- [CHALLENGE]: Please write out the records below from the line with "Would you mind finding the castle wall" up to and including the line with "[112,376,528,500]", with the requests kept as they are and every bounding box coordinate scaled by 2.3 and rounded to a whole number, halves going up. Omit the pictures.

- [DATA EXCERPTS]:

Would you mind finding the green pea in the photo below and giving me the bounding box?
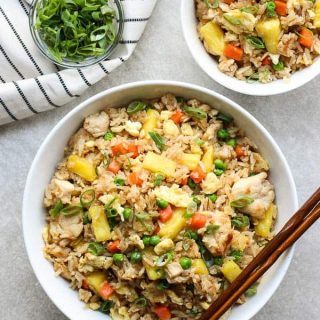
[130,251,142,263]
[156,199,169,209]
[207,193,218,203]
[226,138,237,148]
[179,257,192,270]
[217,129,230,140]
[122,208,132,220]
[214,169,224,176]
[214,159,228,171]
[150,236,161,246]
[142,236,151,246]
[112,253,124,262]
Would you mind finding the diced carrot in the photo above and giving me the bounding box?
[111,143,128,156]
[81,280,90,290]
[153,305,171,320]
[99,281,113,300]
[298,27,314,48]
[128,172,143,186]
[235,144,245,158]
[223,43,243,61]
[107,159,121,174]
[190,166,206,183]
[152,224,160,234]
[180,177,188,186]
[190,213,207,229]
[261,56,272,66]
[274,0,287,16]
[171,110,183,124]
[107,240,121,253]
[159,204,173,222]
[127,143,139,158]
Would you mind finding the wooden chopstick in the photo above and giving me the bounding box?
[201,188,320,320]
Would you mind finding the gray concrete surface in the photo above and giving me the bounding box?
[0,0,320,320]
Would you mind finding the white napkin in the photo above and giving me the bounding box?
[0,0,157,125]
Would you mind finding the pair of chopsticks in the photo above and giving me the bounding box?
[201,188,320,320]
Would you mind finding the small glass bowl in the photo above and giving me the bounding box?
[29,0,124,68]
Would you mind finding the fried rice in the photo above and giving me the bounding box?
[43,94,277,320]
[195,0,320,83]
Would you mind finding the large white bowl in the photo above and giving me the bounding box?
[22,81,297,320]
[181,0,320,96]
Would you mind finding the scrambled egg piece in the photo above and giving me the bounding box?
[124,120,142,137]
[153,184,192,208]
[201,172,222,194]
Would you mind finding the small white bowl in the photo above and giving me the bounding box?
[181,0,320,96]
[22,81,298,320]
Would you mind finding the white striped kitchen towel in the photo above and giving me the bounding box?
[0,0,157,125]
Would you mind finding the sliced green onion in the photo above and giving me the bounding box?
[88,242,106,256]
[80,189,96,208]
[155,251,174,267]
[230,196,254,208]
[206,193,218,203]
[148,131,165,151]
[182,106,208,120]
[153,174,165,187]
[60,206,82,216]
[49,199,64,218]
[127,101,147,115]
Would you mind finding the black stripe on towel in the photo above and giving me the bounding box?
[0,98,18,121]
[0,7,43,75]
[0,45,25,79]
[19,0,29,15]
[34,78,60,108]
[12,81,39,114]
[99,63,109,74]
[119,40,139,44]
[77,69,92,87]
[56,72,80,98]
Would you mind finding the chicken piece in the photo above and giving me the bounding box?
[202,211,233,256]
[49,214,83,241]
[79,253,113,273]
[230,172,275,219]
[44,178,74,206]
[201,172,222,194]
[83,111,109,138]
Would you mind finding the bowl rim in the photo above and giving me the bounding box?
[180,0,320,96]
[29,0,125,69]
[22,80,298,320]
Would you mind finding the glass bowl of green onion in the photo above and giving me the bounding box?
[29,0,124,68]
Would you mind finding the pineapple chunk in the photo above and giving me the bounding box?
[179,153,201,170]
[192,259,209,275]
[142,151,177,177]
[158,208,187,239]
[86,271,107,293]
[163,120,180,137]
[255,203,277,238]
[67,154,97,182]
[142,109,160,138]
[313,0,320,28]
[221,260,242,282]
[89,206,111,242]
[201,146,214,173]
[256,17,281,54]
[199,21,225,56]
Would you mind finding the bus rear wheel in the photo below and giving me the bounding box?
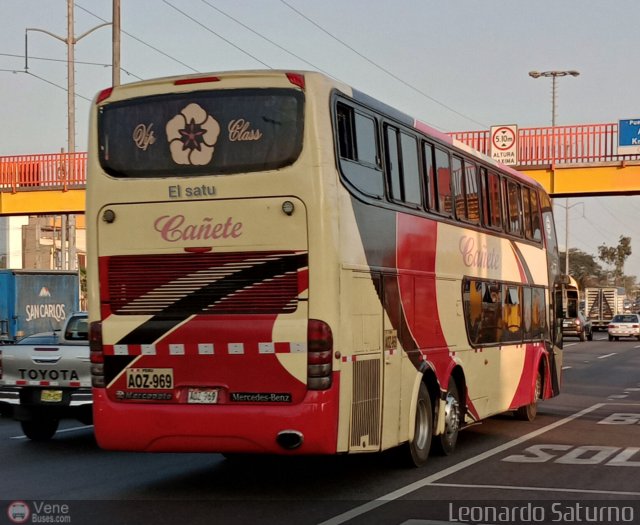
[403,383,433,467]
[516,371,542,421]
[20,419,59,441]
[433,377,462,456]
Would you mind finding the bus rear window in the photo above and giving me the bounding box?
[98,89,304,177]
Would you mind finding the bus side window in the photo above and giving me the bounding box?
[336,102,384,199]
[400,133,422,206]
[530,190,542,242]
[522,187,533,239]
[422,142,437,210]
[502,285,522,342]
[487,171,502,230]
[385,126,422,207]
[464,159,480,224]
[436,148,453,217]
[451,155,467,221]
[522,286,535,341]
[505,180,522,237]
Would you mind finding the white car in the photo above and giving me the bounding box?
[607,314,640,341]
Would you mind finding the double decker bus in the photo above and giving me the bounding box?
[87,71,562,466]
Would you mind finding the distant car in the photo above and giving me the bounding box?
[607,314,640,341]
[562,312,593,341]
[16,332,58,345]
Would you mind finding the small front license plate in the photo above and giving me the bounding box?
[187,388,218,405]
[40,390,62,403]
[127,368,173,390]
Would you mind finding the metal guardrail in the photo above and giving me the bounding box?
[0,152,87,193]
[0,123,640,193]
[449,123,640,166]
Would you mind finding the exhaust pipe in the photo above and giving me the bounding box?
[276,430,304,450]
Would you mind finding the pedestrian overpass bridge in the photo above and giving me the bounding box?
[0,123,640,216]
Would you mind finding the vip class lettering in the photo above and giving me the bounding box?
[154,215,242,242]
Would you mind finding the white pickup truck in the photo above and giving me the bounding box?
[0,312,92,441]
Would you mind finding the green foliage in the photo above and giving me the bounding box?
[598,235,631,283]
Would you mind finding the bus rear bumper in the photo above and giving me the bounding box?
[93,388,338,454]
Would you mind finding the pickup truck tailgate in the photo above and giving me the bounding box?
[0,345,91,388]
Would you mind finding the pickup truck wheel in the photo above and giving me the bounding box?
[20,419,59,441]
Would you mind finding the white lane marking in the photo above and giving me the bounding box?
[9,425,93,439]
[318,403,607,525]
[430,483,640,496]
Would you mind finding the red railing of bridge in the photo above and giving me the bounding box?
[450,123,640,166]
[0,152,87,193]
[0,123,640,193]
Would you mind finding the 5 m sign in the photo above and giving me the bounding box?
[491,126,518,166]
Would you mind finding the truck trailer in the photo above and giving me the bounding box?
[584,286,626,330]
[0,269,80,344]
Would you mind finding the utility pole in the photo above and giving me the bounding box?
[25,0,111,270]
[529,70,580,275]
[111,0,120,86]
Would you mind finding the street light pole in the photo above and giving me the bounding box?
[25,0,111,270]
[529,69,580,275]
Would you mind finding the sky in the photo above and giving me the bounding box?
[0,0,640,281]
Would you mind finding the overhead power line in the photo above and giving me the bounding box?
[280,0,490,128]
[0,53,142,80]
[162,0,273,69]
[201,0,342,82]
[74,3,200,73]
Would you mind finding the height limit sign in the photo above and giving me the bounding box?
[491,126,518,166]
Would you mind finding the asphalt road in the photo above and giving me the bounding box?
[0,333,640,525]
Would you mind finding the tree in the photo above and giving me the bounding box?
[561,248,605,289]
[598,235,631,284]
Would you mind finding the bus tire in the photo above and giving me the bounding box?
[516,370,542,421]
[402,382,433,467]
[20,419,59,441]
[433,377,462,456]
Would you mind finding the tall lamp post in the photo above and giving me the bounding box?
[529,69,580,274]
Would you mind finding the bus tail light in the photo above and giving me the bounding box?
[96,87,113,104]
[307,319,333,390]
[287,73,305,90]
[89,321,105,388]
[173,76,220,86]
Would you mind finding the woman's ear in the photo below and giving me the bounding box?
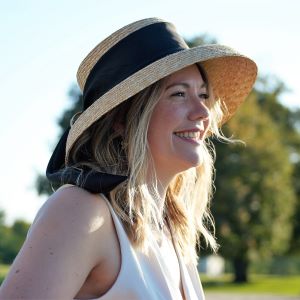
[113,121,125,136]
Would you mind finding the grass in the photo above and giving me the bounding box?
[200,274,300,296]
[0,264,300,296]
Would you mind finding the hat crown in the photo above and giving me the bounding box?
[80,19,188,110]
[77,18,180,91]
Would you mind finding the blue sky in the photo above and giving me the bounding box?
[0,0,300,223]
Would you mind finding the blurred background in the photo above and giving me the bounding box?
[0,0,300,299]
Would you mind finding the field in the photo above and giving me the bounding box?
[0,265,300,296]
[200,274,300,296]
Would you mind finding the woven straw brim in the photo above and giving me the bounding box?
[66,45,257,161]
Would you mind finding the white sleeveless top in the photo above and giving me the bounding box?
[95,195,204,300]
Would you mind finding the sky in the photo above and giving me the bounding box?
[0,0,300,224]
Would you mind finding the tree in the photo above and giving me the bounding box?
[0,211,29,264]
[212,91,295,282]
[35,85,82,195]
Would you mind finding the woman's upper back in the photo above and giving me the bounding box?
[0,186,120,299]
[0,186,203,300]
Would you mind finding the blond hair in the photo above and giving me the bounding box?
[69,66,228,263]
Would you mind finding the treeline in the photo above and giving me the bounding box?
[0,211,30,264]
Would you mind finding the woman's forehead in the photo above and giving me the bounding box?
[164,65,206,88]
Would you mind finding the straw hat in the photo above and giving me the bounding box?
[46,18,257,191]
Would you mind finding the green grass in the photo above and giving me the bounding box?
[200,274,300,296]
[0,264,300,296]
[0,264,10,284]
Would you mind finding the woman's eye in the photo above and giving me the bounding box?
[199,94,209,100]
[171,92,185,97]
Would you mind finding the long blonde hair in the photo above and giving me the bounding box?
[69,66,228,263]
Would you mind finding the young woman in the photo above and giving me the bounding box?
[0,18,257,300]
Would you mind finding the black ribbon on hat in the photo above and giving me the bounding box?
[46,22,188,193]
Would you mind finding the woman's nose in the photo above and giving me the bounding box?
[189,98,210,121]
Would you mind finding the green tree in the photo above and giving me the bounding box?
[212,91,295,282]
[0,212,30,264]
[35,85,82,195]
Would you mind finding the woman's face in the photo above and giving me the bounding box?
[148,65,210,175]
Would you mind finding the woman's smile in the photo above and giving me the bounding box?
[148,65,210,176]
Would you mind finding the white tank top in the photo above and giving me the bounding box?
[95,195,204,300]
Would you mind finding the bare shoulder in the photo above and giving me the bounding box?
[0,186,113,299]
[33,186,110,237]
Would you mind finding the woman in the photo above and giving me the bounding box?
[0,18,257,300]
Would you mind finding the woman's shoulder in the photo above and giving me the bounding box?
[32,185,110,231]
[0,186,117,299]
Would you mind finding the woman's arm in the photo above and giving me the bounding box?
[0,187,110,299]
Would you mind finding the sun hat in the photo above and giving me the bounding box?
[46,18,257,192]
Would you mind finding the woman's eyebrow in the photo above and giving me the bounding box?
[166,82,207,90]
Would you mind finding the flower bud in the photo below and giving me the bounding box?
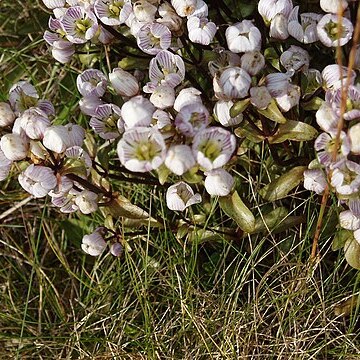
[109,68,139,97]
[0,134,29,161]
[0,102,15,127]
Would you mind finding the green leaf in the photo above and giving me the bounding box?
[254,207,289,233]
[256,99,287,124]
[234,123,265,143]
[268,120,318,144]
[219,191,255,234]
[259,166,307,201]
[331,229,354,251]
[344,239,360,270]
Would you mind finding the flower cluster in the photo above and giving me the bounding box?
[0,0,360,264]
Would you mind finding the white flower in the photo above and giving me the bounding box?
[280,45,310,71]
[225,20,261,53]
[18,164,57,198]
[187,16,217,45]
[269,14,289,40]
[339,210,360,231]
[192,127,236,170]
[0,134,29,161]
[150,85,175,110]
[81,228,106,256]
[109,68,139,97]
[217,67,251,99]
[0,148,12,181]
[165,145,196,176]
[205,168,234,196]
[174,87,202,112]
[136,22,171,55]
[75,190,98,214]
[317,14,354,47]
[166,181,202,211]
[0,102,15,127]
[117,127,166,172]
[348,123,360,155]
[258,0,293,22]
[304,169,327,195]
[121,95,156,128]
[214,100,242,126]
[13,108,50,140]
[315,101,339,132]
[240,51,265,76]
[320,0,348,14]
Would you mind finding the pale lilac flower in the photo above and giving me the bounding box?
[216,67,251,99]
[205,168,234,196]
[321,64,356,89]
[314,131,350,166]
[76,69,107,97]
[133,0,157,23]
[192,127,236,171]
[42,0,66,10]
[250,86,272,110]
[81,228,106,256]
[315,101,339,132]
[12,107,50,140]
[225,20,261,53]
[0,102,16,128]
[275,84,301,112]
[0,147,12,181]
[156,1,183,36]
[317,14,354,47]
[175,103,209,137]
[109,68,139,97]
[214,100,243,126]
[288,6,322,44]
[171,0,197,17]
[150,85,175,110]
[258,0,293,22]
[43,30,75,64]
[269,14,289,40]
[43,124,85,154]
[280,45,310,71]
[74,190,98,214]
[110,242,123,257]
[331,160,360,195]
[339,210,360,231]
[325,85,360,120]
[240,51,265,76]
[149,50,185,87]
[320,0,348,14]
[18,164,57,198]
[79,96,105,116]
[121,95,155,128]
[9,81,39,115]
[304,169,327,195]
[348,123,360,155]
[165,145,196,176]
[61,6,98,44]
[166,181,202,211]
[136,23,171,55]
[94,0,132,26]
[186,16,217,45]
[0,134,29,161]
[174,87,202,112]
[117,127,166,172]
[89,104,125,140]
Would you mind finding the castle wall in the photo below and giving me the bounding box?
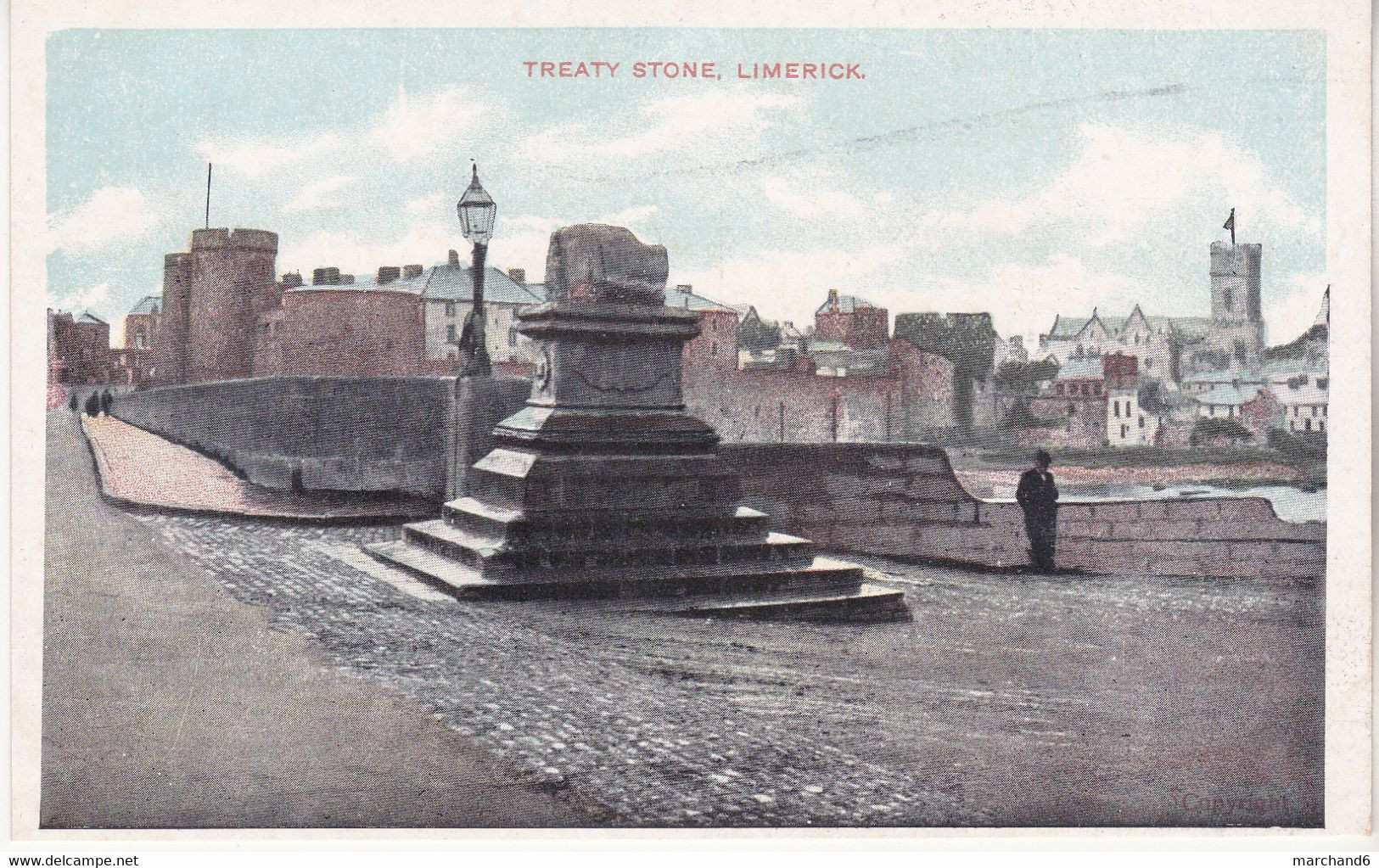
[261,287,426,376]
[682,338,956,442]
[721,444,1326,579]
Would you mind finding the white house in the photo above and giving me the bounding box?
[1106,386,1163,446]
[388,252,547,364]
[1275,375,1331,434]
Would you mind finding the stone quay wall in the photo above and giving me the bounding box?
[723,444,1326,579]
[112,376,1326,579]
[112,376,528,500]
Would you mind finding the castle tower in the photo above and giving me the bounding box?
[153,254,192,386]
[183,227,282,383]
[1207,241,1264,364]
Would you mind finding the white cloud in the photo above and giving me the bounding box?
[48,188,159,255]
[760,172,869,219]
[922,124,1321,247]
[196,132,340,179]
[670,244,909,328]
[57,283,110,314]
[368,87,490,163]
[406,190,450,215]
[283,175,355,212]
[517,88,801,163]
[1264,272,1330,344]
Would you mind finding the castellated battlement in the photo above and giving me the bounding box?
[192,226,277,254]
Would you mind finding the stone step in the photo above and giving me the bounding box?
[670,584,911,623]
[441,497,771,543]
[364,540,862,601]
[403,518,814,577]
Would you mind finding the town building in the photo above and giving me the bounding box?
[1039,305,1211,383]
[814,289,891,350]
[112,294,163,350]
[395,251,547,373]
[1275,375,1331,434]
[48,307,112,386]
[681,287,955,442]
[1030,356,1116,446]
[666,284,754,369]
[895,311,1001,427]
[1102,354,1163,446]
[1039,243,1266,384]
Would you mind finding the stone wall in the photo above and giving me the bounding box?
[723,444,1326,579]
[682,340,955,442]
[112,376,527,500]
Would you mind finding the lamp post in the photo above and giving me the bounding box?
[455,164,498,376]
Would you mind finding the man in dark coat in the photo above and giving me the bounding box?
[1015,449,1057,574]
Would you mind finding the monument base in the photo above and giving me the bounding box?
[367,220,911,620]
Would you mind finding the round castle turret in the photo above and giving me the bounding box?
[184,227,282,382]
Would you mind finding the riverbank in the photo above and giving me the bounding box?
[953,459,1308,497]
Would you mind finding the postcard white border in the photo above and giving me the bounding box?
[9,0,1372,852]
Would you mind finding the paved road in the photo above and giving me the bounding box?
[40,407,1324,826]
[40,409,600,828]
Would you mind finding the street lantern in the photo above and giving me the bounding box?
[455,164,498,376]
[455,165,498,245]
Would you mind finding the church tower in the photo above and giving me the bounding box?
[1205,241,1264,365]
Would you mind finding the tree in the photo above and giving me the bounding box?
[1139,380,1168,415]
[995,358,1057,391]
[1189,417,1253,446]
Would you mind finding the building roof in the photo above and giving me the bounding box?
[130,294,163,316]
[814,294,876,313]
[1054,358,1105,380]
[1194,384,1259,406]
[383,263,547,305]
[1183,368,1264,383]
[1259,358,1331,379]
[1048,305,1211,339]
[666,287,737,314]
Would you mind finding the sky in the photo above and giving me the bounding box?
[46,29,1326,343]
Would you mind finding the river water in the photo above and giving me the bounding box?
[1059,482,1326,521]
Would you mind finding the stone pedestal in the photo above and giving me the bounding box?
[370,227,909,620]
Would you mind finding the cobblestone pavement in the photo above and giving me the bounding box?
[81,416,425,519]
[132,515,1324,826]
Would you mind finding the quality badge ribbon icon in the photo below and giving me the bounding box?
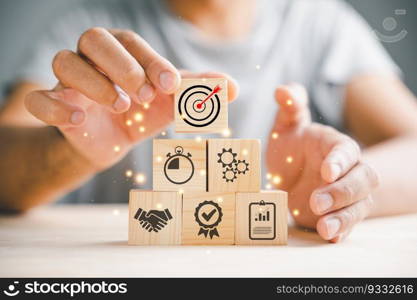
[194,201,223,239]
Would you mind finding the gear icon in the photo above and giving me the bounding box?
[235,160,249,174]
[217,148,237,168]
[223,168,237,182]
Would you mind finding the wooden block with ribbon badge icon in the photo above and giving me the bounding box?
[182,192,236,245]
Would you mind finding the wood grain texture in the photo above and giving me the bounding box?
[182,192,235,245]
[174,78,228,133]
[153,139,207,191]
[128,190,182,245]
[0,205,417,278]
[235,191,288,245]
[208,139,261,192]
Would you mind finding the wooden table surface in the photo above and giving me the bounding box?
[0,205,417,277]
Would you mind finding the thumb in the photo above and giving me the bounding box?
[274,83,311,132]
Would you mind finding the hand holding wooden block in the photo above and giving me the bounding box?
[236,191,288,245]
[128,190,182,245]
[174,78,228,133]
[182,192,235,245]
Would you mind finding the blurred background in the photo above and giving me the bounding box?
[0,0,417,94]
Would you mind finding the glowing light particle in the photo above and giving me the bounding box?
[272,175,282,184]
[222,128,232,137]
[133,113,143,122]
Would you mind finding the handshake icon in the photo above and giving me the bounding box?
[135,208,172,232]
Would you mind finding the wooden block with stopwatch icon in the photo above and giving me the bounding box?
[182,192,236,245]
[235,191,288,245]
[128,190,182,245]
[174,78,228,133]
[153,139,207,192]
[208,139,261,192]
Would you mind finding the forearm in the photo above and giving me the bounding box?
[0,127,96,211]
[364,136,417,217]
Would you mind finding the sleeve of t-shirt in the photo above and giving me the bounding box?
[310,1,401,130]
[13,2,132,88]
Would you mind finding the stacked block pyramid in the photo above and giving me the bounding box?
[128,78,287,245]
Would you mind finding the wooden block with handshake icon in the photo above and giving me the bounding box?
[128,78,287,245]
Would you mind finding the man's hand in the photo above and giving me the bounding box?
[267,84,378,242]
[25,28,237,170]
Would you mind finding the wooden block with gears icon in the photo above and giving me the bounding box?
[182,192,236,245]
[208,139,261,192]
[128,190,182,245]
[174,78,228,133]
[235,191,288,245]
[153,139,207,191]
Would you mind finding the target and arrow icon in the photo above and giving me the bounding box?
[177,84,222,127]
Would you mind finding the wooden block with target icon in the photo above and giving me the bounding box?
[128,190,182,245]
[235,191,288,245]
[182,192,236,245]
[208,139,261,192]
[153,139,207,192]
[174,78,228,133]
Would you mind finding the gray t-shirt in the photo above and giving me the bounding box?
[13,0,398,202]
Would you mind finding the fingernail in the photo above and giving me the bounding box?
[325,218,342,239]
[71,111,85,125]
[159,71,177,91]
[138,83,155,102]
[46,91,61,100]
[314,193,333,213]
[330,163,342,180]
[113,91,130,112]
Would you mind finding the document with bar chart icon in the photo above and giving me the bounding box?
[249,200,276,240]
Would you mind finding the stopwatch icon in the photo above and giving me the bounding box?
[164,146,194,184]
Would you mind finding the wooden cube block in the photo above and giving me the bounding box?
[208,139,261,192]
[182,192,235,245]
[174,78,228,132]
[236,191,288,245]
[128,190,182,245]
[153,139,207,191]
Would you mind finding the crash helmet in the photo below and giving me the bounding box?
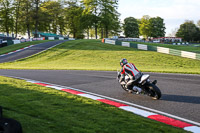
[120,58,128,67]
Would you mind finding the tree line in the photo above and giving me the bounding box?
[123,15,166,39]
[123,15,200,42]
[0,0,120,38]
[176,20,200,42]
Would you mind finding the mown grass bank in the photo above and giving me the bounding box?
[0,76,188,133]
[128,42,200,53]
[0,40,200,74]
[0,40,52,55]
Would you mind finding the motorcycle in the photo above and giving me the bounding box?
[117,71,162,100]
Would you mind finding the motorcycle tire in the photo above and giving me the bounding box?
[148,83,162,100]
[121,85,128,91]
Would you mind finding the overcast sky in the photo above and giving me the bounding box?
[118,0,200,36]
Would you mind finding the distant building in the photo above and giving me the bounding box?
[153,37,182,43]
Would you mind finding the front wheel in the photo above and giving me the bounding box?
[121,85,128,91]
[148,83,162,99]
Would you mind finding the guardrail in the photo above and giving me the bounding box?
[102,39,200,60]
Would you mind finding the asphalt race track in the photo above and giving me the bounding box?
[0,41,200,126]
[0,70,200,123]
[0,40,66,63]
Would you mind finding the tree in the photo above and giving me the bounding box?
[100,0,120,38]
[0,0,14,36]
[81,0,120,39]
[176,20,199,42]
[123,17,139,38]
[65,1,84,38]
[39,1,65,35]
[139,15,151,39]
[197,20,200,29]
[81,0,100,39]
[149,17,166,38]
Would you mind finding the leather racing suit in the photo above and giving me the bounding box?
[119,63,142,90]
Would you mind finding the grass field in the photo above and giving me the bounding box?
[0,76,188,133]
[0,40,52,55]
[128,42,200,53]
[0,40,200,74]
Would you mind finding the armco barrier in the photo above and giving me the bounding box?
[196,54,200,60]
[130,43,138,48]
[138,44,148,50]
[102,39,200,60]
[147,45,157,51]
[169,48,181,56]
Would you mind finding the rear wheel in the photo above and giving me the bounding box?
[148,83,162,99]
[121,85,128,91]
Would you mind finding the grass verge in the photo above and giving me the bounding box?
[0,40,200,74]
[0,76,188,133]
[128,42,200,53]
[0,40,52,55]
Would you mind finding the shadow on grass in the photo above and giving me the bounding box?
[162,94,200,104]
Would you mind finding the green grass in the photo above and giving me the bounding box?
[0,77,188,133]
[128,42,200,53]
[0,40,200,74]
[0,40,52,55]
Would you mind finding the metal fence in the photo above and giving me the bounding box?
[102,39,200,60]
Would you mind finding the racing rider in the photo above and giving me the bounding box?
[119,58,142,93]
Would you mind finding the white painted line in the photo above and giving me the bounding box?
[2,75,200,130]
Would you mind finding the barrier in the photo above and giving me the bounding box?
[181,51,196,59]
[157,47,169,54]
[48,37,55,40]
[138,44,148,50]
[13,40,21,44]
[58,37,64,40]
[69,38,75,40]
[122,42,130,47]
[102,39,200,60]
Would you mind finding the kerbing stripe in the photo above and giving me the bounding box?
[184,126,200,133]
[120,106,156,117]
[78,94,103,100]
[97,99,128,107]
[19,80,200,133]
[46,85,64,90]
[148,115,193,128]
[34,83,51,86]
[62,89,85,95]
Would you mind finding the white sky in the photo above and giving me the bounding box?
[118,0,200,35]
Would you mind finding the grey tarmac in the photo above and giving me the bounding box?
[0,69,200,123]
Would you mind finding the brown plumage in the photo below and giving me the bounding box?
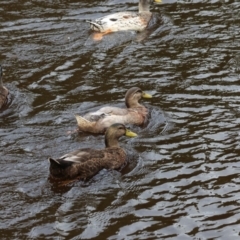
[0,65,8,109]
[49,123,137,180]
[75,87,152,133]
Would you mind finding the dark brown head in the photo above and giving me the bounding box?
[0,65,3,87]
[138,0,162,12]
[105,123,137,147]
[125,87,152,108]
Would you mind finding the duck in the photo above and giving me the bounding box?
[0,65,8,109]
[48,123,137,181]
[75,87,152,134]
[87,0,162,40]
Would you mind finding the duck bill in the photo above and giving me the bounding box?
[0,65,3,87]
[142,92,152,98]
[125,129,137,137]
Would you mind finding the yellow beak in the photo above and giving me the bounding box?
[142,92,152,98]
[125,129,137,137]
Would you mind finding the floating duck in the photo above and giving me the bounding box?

- [SOLUTION BELOW]:
Would you mind finding the castle wall in the photo below and giving me the bounding box?
[600,660,980,865]
[1569,777,2199,1017]
[1658,1021,3050,1332]
Would you mind finding the white house in the photo above and giving me the bounding box?
[2544,888,2675,1026]
[892,580,1258,837]
[2933,863,3061,998]
Would you mind finding the stone quay wall in the photo above and giving me the bounding box?
[1663,1021,3050,1332]
[258,865,3050,1332]
[258,865,1214,1150]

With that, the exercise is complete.